**SUPPLIED DATA**
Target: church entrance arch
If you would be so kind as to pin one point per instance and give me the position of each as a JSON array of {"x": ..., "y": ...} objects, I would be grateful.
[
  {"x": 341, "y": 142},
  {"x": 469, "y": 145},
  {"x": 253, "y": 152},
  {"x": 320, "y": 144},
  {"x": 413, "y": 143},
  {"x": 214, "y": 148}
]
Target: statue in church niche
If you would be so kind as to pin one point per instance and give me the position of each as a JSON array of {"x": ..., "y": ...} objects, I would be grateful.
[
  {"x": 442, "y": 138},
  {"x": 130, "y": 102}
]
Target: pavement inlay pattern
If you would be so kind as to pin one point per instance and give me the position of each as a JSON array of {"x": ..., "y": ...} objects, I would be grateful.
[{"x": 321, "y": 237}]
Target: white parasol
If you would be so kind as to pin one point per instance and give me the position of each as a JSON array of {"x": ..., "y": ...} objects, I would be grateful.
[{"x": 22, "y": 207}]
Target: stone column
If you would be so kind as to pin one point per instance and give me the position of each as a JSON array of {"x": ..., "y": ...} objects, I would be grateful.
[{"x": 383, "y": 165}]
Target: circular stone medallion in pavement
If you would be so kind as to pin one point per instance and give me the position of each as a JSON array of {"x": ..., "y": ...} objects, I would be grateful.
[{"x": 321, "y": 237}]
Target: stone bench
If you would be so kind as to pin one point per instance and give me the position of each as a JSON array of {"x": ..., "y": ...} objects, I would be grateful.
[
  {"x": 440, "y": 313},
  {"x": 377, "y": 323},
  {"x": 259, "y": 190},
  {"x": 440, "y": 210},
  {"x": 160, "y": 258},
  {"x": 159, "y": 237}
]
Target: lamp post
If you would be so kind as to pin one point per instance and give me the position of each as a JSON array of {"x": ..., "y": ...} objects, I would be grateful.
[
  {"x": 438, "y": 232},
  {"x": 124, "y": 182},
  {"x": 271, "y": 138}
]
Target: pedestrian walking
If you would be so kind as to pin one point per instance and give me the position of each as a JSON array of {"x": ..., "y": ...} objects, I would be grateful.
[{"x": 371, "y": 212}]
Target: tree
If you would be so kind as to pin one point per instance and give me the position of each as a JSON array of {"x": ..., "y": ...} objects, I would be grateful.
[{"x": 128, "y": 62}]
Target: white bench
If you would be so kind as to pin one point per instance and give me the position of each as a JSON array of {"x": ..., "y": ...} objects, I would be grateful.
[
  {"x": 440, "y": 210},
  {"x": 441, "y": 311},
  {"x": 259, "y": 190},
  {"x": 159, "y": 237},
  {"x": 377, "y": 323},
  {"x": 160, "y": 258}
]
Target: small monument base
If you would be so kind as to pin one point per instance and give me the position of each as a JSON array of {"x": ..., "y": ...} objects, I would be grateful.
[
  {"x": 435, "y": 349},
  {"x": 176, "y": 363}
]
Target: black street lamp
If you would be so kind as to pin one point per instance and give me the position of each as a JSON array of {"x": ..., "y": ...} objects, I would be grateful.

**YOUR GOAL**
Rewrite all the records, changing every instance of "Target" to "Label" and keeping everything else the same.

**WRITTEN SOLUTION**
Label: church entrance arch
If you would be so kind as to pin one point per instance and give me the position of each as a JSON array of {"x": ..., "y": ...} objects, I would be grateful.
[
  {"x": 341, "y": 142},
  {"x": 469, "y": 145},
  {"x": 253, "y": 152},
  {"x": 320, "y": 144},
  {"x": 413, "y": 143},
  {"x": 214, "y": 148}
]
Label: statue in church niche
If you would be so kind as to pin one point per instance and give me the position of each as a JSON array of {"x": ..., "y": ...} objects, I would be grateful.
[
  {"x": 442, "y": 138},
  {"x": 130, "y": 102}
]
Label: pavement inlay pattern
If you would be so kind as to pin one point per instance and give me the position of each as a JSON array of {"x": ..., "y": ...} objects, I would be grateful.
[{"x": 321, "y": 237}]
Label: white parasol
If you would be so kind as to pin one point per instance and give me the position of each as a JSON array of {"x": ..., "y": ...} objects, I would be grateful.
[{"x": 22, "y": 207}]
Label: stone column
If you would be so kind as to pin one point per instance and give me the position of each as a JSON array of {"x": ..., "y": ...} objects, I would be grateful.
[{"x": 383, "y": 165}]
Label: circular stone medallion in pavement
If you would be so kind as to pin one point per instance and give me the position of each as a JSON array of {"x": ..., "y": ...} objects, I would be grateful.
[{"x": 321, "y": 237}]
Label: stone bench
If you would be so kind as to pin one point per instance and give me the position of each as a JSON array of {"x": ..., "y": ...} objects, I would be grateful.
[
  {"x": 440, "y": 313},
  {"x": 377, "y": 323},
  {"x": 259, "y": 190},
  {"x": 440, "y": 210},
  {"x": 160, "y": 258},
  {"x": 159, "y": 237}
]
Label: lamp post
If you would be so kind as to pin one point per instance and give me the position of each as a JSON array of {"x": ..., "y": ...} objects, I would be grateful.
[
  {"x": 438, "y": 232},
  {"x": 124, "y": 182},
  {"x": 271, "y": 138}
]
Label: pedestrian walking
If you would be so kind as to pin one point per instance and give me the position of each as a JSON array of {"x": ..., "y": ...} objects, I would be grateful.
[{"x": 371, "y": 212}]
Label: tree
If you would be so kind as to pin one point per instance and give me the position of each as a JSON array of {"x": ..., "y": ...} objects, I would be grateful.
[{"x": 128, "y": 62}]
Label: white bench
If you would be so kind as to pin one point per instance and give me the position of each as a JSON array of {"x": ..., "y": ...} objects, I would be grateful.
[
  {"x": 440, "y": 210},
  {"x": 441, "y": 311},
  {"x": 259, "y": 190},
  {"x": 159, "y": 237},
  {"x": 377, "y": 323},
  {"x": 160, "y": 258}
]
Label: small monument base
If you would be so kind as to pin one point per instance and give me the position of each as a JSON array of {"x": ..., "y": ...} objects, I would be grateful.
[
  {"x": 435, "y": 349},
  {"x": 176, "y": 363}
]
Label: black street lamp
If you would be so kind as to pin one point per instance and give me the position of each as a JSON array of {"x": ..., "y": ...} objects, I would be grateful.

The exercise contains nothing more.